• _YOUR TASK_
Reproduce the lines of the listing below word for word, starting at the line that contains "One keypoint belongs to every instance. Tag the embroidered" and continuing through the final line of the listing. Omit the pictures from your reply.

Excerpts from a point labeling dataset
---------------
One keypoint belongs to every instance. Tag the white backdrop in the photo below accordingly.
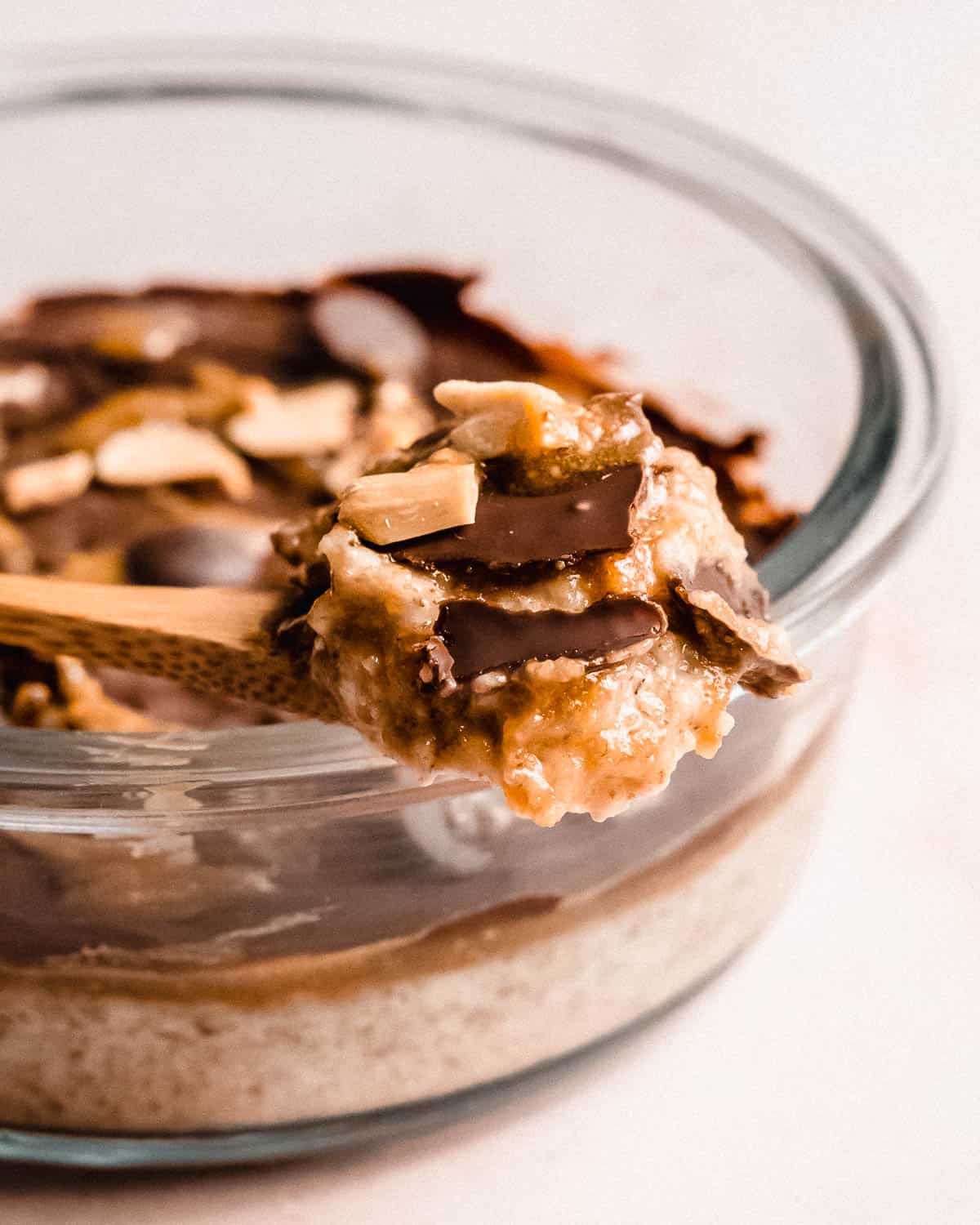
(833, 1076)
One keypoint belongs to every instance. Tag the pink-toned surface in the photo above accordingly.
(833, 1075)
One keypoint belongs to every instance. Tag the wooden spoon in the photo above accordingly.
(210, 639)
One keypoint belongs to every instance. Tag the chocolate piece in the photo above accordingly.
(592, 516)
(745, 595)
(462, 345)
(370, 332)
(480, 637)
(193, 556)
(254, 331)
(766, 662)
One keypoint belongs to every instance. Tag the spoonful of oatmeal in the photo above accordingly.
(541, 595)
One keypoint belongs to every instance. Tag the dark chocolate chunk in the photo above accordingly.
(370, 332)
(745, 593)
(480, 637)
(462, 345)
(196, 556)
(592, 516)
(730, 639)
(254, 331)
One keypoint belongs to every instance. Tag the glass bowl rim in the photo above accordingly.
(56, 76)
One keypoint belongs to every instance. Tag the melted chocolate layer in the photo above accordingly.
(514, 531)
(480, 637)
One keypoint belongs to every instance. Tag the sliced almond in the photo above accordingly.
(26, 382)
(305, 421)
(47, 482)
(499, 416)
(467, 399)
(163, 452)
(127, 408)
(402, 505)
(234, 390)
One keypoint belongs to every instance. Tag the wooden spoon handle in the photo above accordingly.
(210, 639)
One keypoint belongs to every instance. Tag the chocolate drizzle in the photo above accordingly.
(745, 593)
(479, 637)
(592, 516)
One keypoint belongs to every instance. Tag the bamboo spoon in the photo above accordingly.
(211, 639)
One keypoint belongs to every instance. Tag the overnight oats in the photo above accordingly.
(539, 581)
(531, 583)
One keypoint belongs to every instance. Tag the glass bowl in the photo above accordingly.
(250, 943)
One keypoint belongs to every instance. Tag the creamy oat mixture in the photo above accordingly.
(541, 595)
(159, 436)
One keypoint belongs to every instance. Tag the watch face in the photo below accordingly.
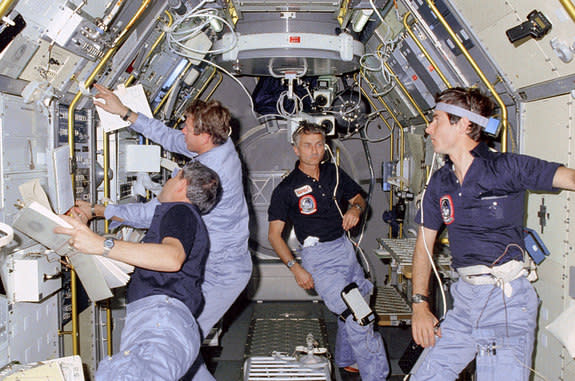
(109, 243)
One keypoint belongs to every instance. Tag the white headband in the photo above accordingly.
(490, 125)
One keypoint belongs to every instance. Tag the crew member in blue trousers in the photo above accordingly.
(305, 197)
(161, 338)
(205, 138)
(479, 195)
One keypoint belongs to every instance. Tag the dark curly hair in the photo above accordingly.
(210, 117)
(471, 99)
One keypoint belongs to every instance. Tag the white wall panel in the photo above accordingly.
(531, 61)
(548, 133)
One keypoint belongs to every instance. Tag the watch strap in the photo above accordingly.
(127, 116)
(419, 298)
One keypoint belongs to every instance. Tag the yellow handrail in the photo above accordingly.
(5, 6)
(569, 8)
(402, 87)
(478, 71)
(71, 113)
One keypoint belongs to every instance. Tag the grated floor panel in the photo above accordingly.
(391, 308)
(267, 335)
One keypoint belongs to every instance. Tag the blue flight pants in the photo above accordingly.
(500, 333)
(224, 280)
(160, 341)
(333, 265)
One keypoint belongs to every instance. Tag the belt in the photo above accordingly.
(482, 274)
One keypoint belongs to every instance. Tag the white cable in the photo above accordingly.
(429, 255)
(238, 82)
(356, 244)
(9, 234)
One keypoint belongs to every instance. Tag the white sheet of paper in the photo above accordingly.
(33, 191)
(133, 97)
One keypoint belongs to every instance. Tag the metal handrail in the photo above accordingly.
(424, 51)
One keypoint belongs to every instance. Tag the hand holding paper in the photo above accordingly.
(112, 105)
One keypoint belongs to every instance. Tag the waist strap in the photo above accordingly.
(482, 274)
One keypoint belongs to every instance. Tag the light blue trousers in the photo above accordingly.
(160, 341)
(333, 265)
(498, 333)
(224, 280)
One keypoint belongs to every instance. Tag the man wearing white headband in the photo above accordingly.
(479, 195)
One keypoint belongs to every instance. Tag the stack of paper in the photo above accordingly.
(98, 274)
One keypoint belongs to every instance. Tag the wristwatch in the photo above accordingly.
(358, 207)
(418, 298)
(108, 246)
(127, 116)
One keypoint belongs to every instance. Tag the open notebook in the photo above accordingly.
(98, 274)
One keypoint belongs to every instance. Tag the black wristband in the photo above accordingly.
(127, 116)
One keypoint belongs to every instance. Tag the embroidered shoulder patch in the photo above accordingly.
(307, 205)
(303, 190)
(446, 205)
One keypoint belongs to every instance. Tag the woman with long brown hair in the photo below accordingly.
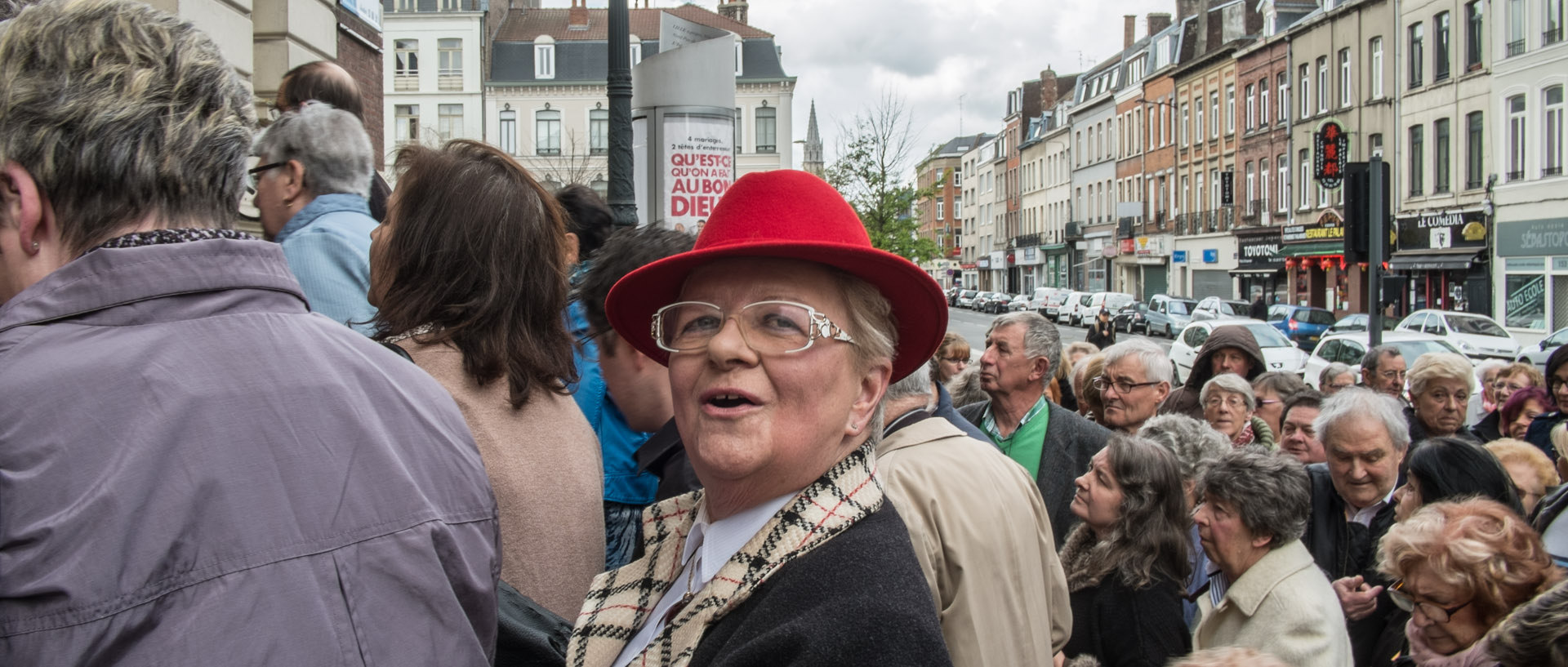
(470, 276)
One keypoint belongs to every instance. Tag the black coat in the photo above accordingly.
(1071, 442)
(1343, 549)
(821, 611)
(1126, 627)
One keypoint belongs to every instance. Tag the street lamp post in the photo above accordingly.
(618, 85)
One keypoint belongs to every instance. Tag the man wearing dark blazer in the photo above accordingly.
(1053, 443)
---------------
• _EXERCISE RESULT_
One keypoint belongs to every instance. Tag the embroidered shoulder patch in the photo above accordingly.
(307, 205)
(303, 190)
(446, 205)
One keypoint belongs to every instance. Tag the woman with long brown hair in the photo below accordingly.
(470, 276)
One keypoint belongs to every instance. Tag the black coat in the photo above accordingly.
(1071, 442)
(1343, 549)
(821, 611)
(1126, 627)
One keypoint belongs to every instance. Tag the street lamp post in the photo above accordingly.
(618, 85)
One keypoint belongs to every instance. Tag the man wearing dark blazer in the photo above accordingly.
(1053, 443)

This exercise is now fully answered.